» **Task requirements**: Copy the listing below word for word, from start to finish, and leave out the pictures.

» **Given data**:
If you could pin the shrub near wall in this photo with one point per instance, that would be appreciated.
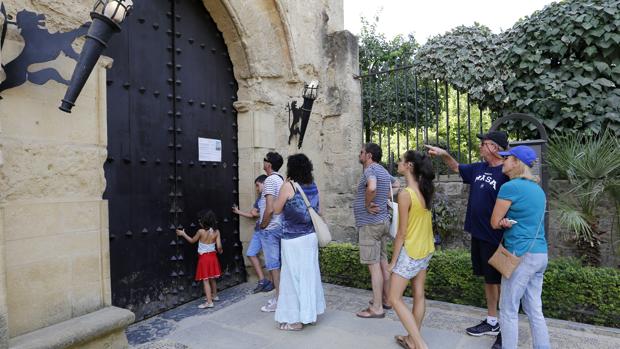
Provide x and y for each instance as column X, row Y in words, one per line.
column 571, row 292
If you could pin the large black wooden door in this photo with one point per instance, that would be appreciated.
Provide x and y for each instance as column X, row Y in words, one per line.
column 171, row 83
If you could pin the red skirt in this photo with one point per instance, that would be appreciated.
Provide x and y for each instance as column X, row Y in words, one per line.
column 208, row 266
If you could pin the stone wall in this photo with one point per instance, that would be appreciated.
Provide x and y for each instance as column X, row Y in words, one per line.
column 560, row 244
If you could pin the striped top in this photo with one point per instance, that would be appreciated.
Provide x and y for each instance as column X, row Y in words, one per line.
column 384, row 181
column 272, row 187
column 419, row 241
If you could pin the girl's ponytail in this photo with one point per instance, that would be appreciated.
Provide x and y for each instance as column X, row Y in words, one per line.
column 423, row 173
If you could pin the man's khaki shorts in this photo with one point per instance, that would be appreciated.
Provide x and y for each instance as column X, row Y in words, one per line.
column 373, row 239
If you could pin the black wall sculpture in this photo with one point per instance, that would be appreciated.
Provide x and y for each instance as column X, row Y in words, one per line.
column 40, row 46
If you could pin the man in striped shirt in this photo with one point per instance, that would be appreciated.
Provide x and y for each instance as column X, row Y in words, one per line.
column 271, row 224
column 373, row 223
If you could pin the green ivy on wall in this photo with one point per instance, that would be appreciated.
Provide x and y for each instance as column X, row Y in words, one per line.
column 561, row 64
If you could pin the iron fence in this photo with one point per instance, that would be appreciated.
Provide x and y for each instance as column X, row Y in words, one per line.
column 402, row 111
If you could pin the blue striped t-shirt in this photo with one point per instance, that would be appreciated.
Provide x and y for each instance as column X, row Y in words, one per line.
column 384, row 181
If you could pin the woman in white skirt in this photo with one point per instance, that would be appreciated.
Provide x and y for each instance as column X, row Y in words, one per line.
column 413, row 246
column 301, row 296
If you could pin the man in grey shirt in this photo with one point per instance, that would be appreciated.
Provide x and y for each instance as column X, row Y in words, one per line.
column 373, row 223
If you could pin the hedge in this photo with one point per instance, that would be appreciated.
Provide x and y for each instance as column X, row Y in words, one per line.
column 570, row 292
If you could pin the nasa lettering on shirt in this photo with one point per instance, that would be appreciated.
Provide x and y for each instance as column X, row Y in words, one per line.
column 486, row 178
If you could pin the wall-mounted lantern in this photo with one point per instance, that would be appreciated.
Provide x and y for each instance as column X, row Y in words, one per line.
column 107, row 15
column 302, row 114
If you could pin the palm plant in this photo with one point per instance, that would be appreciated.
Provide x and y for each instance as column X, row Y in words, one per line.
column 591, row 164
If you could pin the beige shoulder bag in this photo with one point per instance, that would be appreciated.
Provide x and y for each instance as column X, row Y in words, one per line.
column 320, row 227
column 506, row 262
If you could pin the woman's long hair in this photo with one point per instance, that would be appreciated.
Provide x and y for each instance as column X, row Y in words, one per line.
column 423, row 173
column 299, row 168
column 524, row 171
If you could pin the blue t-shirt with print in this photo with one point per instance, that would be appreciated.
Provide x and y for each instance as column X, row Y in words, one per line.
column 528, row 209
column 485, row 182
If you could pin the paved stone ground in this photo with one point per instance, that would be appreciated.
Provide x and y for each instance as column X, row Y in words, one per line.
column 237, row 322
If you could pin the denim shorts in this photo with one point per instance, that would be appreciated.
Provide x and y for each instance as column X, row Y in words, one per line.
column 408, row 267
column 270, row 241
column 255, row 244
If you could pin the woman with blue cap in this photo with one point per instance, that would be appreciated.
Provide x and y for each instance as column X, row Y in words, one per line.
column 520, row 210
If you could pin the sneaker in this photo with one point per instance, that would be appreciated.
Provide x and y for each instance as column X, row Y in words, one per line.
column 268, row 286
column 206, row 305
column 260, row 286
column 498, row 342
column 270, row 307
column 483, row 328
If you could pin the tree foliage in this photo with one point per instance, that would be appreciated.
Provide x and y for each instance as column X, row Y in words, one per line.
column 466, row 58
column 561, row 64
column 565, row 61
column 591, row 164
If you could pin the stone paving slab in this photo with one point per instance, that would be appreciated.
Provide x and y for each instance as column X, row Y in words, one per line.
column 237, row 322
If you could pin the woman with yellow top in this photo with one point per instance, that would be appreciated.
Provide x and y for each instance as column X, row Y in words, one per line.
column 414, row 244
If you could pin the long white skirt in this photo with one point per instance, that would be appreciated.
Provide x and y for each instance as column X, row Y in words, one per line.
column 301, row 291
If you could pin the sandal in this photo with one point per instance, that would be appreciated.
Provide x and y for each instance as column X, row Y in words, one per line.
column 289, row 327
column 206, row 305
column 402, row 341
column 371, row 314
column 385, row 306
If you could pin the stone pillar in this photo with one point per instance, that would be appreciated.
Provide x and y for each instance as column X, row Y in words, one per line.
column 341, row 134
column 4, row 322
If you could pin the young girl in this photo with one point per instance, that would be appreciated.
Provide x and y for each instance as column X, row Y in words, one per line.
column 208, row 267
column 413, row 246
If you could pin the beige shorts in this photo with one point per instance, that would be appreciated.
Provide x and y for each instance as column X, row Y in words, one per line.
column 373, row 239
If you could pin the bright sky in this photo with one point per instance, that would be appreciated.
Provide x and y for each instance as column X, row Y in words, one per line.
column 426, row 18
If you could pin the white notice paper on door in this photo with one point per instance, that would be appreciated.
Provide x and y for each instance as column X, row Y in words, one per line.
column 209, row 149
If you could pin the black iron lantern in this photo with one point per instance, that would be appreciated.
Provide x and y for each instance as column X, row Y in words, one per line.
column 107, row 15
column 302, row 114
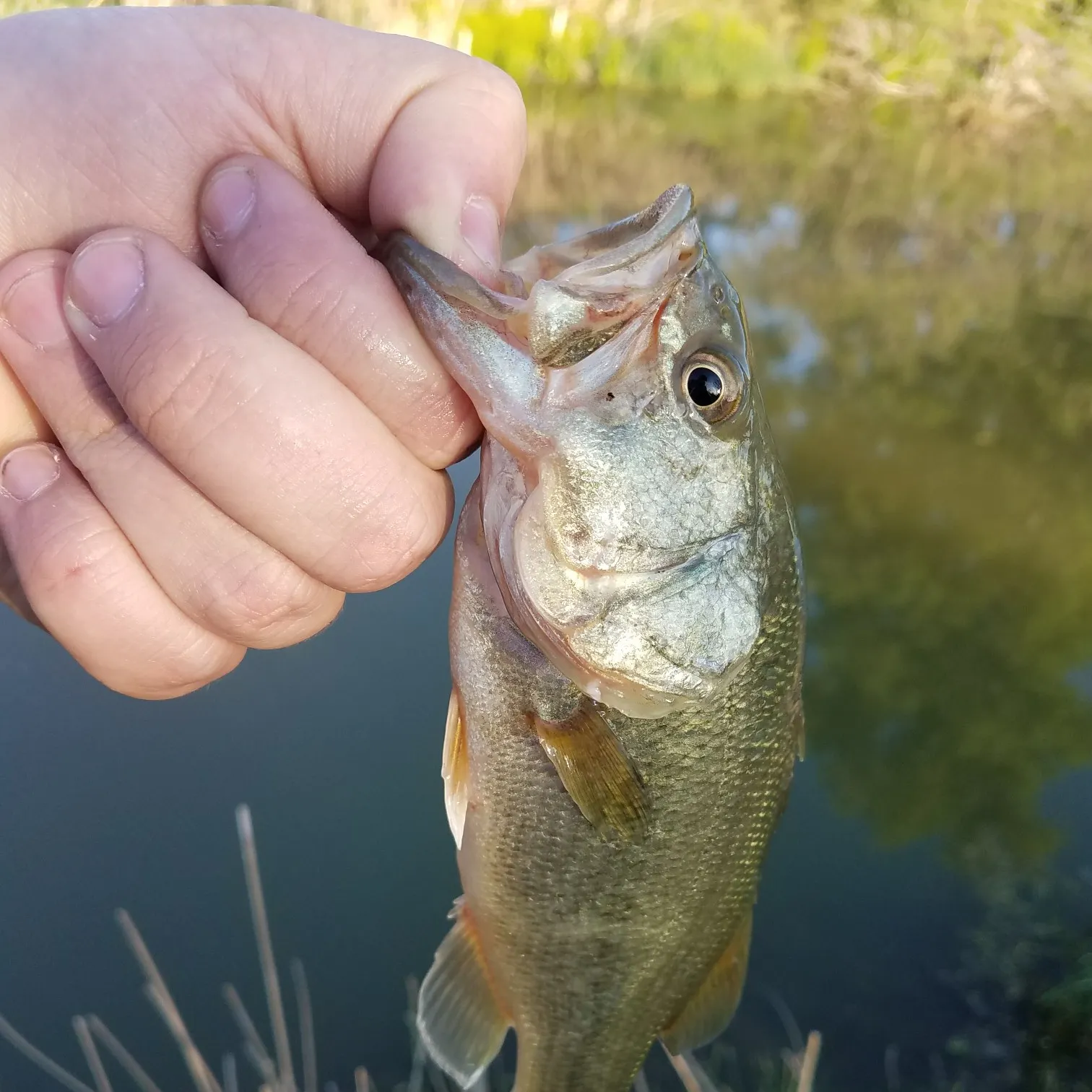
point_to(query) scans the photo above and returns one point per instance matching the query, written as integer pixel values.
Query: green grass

» **Reply**:
If you could pin the shrub near wall in this photo with one point per instance, that would be appreciated.
Provide x and y for each instance as column X, row Y in words, one per line.
column 571, row 292
If you could pin the large black wooden door in this photo with one point per instance, that would be appreciated.
Provide x and y for each instance as column X, row Y in words, one per line.
column 171, row 83
If you could pin the red skirt in this photo with one point per instance, that would be appreciated.
Provide x and y for each instance as column X, row Y in words, one per line.
column 208, row 266
If you could pin the stone wall in this photo with one point per instance, that would be appreciated.
Provide x and y for each instance as column X, row Y in words, one per line.
column 560, row 244
If you could pin the striped top in this photo with one point per instance, that would be appreciated.
Provide x and y for each instance as column X, row Y in words, one per line.
column 384, row 181
column 272, row 187
column 419, row 241
If you could pin the girl's ponytail in this photo with one point per instance, that would be appreciated.
Provide x and y for each instance as column X, row Y in words, one per line.
column 423, row 173
If you could pin the man's khaki shorts in this photo with one point per instance, that would be appreciated.
Provide x and y for each instance as column X, row Y in words, one per line.
column 373, row 239
If you could pin the black wall sculpture in this photo with one point per instance, that would be appreciated.
Provide x and y for each instance as column X, row Y in words, one per line.
column 40, row 46
If you could pin the man in striped shirt in this photo with one point per instance, that would be appreciated.
Provide x and y for each instance as column X, row Y in words, one per line.
column 271, row 224
column 373, row 223
If you could pin the green ivy on wall in this photo with one point per instance, that would be appreciated.
Provide x and y for each instance as column X, row Y in words, one per line.
column 561, row 64
If you could pin the iron fence in this photo with one point per instance, that would be appreciated.
Provide x and y for each instance as column X, row Y in words, one per line.
column 402, row 111
If you could pin the blue striped t-shirt in this photo with one point per instance, that would be appreciated.
Provide x and y for each instance as column X, row Y in words, one per line.
column 384, row 181
If you could pin the woman in white skirt in this photo with one point per instance, that would be appreciated.
Provide x and y for each instance as column X, row Y in words, one per line.
column 413, row 246
column 301, row 296
If you could pin the man in grey shirt in this photo with one point per instance, that would be appreciated.
Provide x and y for each instance as column X, row Y in words, one per line.
column 373, row 223
If you could pin the hedge in this photo with one point per instance, that would be appreciated.
Provide x and y for each instance as column X, row Y in words, one per line.
column 570, row 292
If you could pin the nasa lettering on shirt in this photo with one point per instance, that would be appreciated.
Provide x and y for each instance as column X, row Y in words, one per line.
column 486, row 178
If you could pin the wall-mounted lantern in this photo with one point per instance, that would be appreciated.
Provide x and y for each instance as column X, row Y in words, one per line.
column 107, row 15
column 302, row 114
If you could pin the palm plant in this photo with one point per instance, that would be appreciated.
Provide x and y for each instance as column X, row Y in words, one per line.
column 591, row 164
If you could pin the beige shoulder bag in this photo with one point per instance, that would be appreciated.
Provide x and y for each instance as column X, row Y in words, one per line.
column 320, row 227
column 506, row 262
If you could pin the woman's long hair in this photo with one point per instance, that would be appreciated.
Provide x and y for each instance as column X, row Y in words, one per line.
column 423, row 173
column 299, row 168
column 524, row 171
If you could pin the blue t-shirt with print in this photo with one point per instance, that would be appreciated.
Provide x and y for each instance as column X, row Y in words, one per line.
column 528, row 209
column 485, row 182
If you could pin the paved stone ground in this photo with one point per instance, that would be appreciated.
Provide x and y for each instance as column X, row Y in words, one per line.
column 237, row 322
If you could pin the denim shorts in this photo with one point per instance, that would be appreciated.
Provide x and y for each instance as column X, row Y in words, one per line.
column 408, row 267
column 270, row 241
column 255, row 244
If you could pin the woman with blue cap in this photo with one point per instance, that would be appreciated.
Provide x and y for each instance as column X, row Y in words, one per line.
column 520, row 210
If you could pin the sneaker in this photo with one point per instance, that would be appreciated.
Provide x and y for each instance as column X, row Y in words, one per line.
column 268, row 286
column 206, row 305
column 260, row 286
column 498, row 342
column 270, row 307
column 483, row 328
If you could pin the tree foliage in this photo with one point per instance, that would be appreciated.
Provide x and y for each instance as column X, row Y in words, one per line.
column 466, row 58
column 561, row 64
column 565, row 61
column 591, row 164
If you could pin the stone paving slab in this photo with one point per instance, that would be appreciated.
Provide x and y for each instance as column X, row Y in words, one per line.
column 237, row 322
If you could pin the woman with yellow top in this photo with one point per instance, that would be appreciated.
Provide x and y for each instance as column X, row Y in words, one per line.
column 414, row 244
If you could pin the long white skirt in this photo with one point per instance, that would be appreciated.
Provide x and y for each instance as column X, row Y in words, one per line.
column 301, row 291
If you could pin the sandal in this photo with one point per instance, that would be appreciated.
Provide x and y for each instance as column X, row Y in words, one per line.
column 289, row 327
column 206, row 305
column 402, row 341
column 371, row 314
column 385, row 306
If you could pin the stone pillar in this photo with one point per instance, that would be appreciated.
Provide x and y for each instance as column X, row Y in words, one per line.
column 341, row 134
column 4, row 322
If you could pin the young girl in this photo with one point per instance, that would be appreciated.
Provide x and y for each instance as column X, row Y in words, one per line.
column 208, row 267
column 413, row 246
If you could pin the beige shorts in this photo with one point per instance, that would be appreciated.
Provide x and y for each instance as column X, row Y in words, one per line.
column 373, row 239
If you could pin the bright sky in this photo with one point per instance, that would be appreciated.
Provide x and y for each instance as column X, row Y in words, one per line.
column 426, row 18
If you could pin the white notice paper on door in this photo with one point per instance, that would be appreciated.
Provide x and y for each instance as column X, row Y in words, one per line.
column 209, row 149
If you could pin the black iron lantern in this photo with one point per instance, that would be appreciated.
Provide x and y for each instance as column X, row Y in words, one per line.
column 107, row 15
column 302, row 114
point_to(query) scans the photo above and returns one point per instance matching the query, written as integer pixel values.
Query: green grass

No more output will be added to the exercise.